* **Set exercise**: Output every line of the items below without changing a single character.

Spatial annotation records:

## start

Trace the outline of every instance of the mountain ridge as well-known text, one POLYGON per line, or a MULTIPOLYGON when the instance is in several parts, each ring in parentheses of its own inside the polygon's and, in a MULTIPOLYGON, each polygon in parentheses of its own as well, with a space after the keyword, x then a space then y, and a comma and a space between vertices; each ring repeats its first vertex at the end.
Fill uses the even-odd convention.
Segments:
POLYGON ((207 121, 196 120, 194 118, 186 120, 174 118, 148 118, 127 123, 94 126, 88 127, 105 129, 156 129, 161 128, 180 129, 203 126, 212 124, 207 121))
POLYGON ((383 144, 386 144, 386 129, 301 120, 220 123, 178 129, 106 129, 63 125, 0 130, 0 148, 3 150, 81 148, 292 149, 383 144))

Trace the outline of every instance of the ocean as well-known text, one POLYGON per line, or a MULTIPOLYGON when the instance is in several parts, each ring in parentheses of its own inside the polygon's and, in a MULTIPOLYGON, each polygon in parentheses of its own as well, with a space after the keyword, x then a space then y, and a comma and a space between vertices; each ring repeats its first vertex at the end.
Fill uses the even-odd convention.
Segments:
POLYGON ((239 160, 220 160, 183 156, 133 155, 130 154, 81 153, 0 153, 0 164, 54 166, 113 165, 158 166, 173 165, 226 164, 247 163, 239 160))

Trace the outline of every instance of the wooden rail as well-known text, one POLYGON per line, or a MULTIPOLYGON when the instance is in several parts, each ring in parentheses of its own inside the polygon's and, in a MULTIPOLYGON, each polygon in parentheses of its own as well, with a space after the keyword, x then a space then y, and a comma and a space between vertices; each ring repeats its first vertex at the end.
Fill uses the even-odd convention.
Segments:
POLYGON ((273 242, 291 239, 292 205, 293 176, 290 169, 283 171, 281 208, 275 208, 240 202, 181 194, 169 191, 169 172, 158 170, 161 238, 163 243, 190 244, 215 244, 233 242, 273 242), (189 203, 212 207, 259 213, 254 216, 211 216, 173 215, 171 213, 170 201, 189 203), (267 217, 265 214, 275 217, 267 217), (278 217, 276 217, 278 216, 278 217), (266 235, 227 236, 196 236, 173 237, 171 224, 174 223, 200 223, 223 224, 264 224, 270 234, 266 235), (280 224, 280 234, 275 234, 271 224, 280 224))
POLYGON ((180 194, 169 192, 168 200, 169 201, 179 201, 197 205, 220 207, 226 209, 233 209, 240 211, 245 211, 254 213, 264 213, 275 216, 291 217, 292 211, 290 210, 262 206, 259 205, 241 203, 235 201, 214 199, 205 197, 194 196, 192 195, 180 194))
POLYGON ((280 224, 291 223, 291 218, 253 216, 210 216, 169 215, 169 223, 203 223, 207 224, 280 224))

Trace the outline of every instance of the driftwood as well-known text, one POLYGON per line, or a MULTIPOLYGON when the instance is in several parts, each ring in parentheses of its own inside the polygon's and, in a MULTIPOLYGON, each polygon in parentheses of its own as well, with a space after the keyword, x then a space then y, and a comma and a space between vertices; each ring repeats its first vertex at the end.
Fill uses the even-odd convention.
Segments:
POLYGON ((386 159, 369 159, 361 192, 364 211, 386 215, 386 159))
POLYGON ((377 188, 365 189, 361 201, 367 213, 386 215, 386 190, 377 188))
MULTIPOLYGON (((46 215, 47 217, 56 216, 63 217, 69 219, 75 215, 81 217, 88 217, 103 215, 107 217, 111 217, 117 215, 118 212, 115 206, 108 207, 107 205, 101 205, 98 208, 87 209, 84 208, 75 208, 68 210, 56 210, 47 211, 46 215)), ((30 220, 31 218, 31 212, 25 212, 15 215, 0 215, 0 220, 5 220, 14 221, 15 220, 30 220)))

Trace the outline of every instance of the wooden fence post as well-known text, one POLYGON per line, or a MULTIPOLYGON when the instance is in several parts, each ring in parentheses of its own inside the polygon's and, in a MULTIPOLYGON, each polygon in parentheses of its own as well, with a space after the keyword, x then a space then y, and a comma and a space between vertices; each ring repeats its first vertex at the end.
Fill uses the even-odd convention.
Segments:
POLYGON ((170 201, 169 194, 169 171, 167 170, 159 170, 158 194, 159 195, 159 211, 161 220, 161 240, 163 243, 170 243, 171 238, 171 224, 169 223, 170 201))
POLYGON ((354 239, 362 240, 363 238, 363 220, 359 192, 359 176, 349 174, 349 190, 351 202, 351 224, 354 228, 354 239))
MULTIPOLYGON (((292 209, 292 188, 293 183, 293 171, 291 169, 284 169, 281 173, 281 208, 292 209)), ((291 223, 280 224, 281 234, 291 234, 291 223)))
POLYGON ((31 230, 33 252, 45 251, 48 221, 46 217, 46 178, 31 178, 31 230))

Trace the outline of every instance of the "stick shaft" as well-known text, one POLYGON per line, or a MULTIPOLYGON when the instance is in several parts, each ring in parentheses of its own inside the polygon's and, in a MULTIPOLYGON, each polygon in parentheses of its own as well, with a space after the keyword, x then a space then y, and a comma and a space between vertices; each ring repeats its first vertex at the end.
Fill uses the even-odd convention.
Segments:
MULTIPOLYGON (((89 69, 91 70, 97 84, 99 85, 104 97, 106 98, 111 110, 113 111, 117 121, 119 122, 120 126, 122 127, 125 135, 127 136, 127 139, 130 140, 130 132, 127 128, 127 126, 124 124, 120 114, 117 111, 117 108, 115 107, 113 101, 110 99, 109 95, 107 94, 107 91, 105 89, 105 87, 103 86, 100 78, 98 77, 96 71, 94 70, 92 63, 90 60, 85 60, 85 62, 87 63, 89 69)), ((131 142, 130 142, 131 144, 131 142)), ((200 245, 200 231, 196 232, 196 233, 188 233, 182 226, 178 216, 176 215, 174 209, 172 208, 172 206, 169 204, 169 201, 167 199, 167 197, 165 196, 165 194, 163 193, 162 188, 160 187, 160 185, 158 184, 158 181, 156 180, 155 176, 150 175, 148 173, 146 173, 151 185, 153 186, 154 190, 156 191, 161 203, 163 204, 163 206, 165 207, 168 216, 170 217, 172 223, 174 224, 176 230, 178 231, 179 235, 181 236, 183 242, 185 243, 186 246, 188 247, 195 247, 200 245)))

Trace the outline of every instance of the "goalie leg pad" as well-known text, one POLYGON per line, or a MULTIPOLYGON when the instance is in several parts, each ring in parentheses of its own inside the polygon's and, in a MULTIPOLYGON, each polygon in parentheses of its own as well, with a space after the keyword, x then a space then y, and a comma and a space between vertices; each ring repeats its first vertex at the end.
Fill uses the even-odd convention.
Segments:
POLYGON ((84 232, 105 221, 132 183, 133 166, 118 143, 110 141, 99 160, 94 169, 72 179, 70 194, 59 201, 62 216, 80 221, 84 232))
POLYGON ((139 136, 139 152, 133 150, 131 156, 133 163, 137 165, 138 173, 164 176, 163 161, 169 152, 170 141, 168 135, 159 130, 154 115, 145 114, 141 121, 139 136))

## end

* **Exercise solution**:
Trace the outline of every instance of the mountain ridge as well-known text, one POLYGON per line, or a MULTIPOLYGON when the instance is in several parts, each ring in parentheses of its own inside the polygon's and, in a MULTIPOLYGON, each polygon in parentheses of its own as well, with a space after the keyword, x then a space then y, and a comma and a space between vertices; each ring repeats its first vertex at the end.
Fill uses the even-odd convention.
Segments:
POLYGON ((207 121, 196 120, 194 118, 186 120, 174 118, 148 118, 127 123, 94 126, 88 127, 105 129, 156 129, 161 128, 180 129, 203 126, 212 124, 207 121))
POLYGON ((383 144, 386 144, 386 129, 301 120, 220 123, 178 129, 106 129, 63 125, 0 130, 0 148, 3 150, 81 148, 292 149, 383 144))

Trace the outline of every instance of the ocean as well-known text, one POLYGON per line, or a MULTIPOLYGON when the instance is in several parts, each ring in parentheses of its own inside the polygon's and, in a MULTIPOLYGON, each polygon in parentheses of its own as well, with a space after the keyword, x then a space then y, and a comma and a space between vertices; each ring repeats its first vertex at the end.
Fill uses the even-odd convention.
Segments:
POLYGON ((239 160, 220 160, 183 156, 133 155, 130 154, 81 153, 0 153, 0 164, 54 166, 113 165, 158 166, 173 165, 226 164, 247 163, 239 160))

Trace the outline of every instance of the wooden rail as well-known text, one POLYGON per line, or a MULTIPOLYGON when the instance is in several parts, each ring in parentheses of its own inside the polygon's and, in a MULTIPOLYGON, each polygon in parentheses of its own as well, with a space after the keyword, x then a space then y, and a comma and a space between vertices; each ring repeats its first vertex at the end.
Fill uses the even-odd convention.
Segments:
POLYGON ((273 242, 291 239, 292 205, 293 176, 290 169, 283 171, 281 208, 275 208, 240 202, 181 194, 169 191, 169 172, 158 170, 161 238, 163 243, 190 244, 215 244, 233 242, 273 242), (189 203, 212 207, 259 213, 254 216, 211 216, 173 215, 171 213, 170 201, 189 203), (267 217, 265 214, 275 217, 267 217), (278 217, 276 217, 278 216, 278 217), (266 235, 227 236, 196 236, 173 237, 171 224, 174 223, 200 223, 223 224, 264 224, 270 234, 266 235), (280 224, 280 234, 275 234, 271 224, 280 224))
POLYGON ((180 194, 169 192, 168 200, 169 201, 179 201, 197 205, 220 207, 226 209, 233 209, 240 211, 245 211, 254 213, 264 213, 275 216, 291 217, 292 211, 290 210, 262 206, 259 205, 241 203, 235 201, 214 199, 205 197, 194 196, 192 195, 180 194))
POLYGON ((280 224, 291 223, 291 218, 253 216, 210 216, 169 215, 169 223, 203 223, 207 224, 280 224))

Trace the outline of every instance of the driftwood as well-known text, one POLYGON per line, or a MULTIPOLYGON when the instance is in several parts, each ring in parentheses of its own inside the polygon's and, in a MULTIPOLYGON, each polygon in parentheses of its own as well, with a space after the keyword, x then a space then y, and a comma and a space between vertices; each ring repeats its first vertex at the end.
Fill uses the even-odd convention.
Segments:
POLYGON ((386 159, 369 159, 361 192, 364 211, 386 215, 386 159))
POLYGON ((377 188, 365 189, 361 201, 367 213, 386 215, 386 190, 377 188))
MULTIPOLYGON (((46 215, 47 217, 56 216, 63 217, 69 219, 75 215, 81 217, 88 217, 103 215, 107 217, 111 217, 117 215, 118 212, 115 206, 108 207, 107 205, 101 205, 98 208, 87 209, 84 208, 75 208, 68 210, 56 210, 47 211, 46 215)), ((30 220, 31 218, 31 212, 25 212, 15 215, 0 215, 0 220, 5 220, 14 221, 15 220, 30 220)))

Trace the outline of every instance of the wooden fence post as well-known text, one POLYGON per line, or a MULTIPOLYGON when the instance is in several parts, each ring in parentheses of its own inside the polygon's and, in a MULTIPOLYGON, each polygon in parentheses of its own as well, with a space after the keyword, x then a space then y, and a comma and a space between vertices; each ring repeats its first vertex at the end.
Fill uses the even-odd convention.
Segments:
POLYGON ((170 201, 169 194, 169 171, 167 170, 159 170, 158 194, 159 195, 159 211, 161 220, 161 240, 163 243, 170 243, 171 238, 171 224, 169 223, 170 201))
POLYGON ((354 239, 362 240, 363 238, 363 220, 359 192, 359 176, 349 174, 349 190, 351 202, 351 224, 354 228, 354 239))
MULTIPOLYGON (((292 209, 292 188, 293 183, 293 171, 291 169, 284 169, 281 173, 281 208, 292 209)), ((291 223, 280 224, 281 234, 291 234, 291 223)))
POLYGON ((31 230, 33 252, 45 251, 48 221, 46 217, 46 178, 31 178, 31 230))

Trace the outline of every instance of the "stick shaft" as well-known text, one POLYGON per line, or a MULTIPOLYGON when the instance is in several parts, each ring in parentheses of its own inside the polygon's and, in a MULTIPOLYGON, each polygon in parentheses of its own as well, with a space after the keyword, x then a space then y, and a comma and a space between vertices; each ring repeats its first vertex at the end.
Fill uses the even-odd convention.
Segments:
MULTIPOLYGON (((89 69, 91 70, 97 84, 99 85, 104 97, 106 98, 111 110, 113 111, 117 121, 119 122, 120 126, 122 127, 125 135, 127 136, 127 139, 130 140, 130 132, 127 128, 127 126, 124 124, 120 114, 117 111, 117 108, 115 107, 113 101, 110 99, 109 95, 107 94, 107 91, 105 89, 105 87, 103 86, 100 78, 98 77, 96 71, 94 70, 92 63, 90 60, 85 60, 85 62, 87 63, 89 69)), ((131 142, 130 142, 131 144, 131 142)), ((200 245, 200 231, 196 232, 196 233, 188 233, 182 226, 178 216, 176 215, 174 209, 172 208, 172 206, 169 204, 169 201, 167 199, 167 197, 165 196, 165 194, 163 193, 162 188, 160 187, 160 185, 158 184, 158 181, 156 180, 155 176, 150 175, 148 173, 146 173, 151 185, 153 186, 154 190, 156 191, 161 203, 163 204, 163 206, 165 207, 168 216, 170 217, 172 223, 174 224, 176 230, 178 231, 179 235, 181 236, 183 242, 185 243, 186 246, 188 247, 195 247, 200 245)))

Trace the outline of every instance of the "goalie leg pad" as well-known text, one POLYGON per line, or a MULTIPOLYGON when the instance is in several parts, each ring in parentheses of its own inside the polygon's and, in a MULTIPOLYGON, each polygon in parentheses of its own as well, with a space after the keyword, x then a space then y, and a comma and a space between vertices; each ring repeats its first vertex at the end.
Fill uses the even-odd convention.
Segments:
POLYGON ((84 232, 105 221, 132 183, 133 166, 118 143, 110 141, 99 160, 94 169, 72 179, 70 194, 59 201, 62 216, 80 221, 84 232))
POLYGON ((139 136, 139 152, 133 150, 131 156, 133 163, 137 165, 138 173, 164 176, 163 161, 169 152, 170 141, 168 135, 159 130, 154 115, 145 114, 141 121, 139 136))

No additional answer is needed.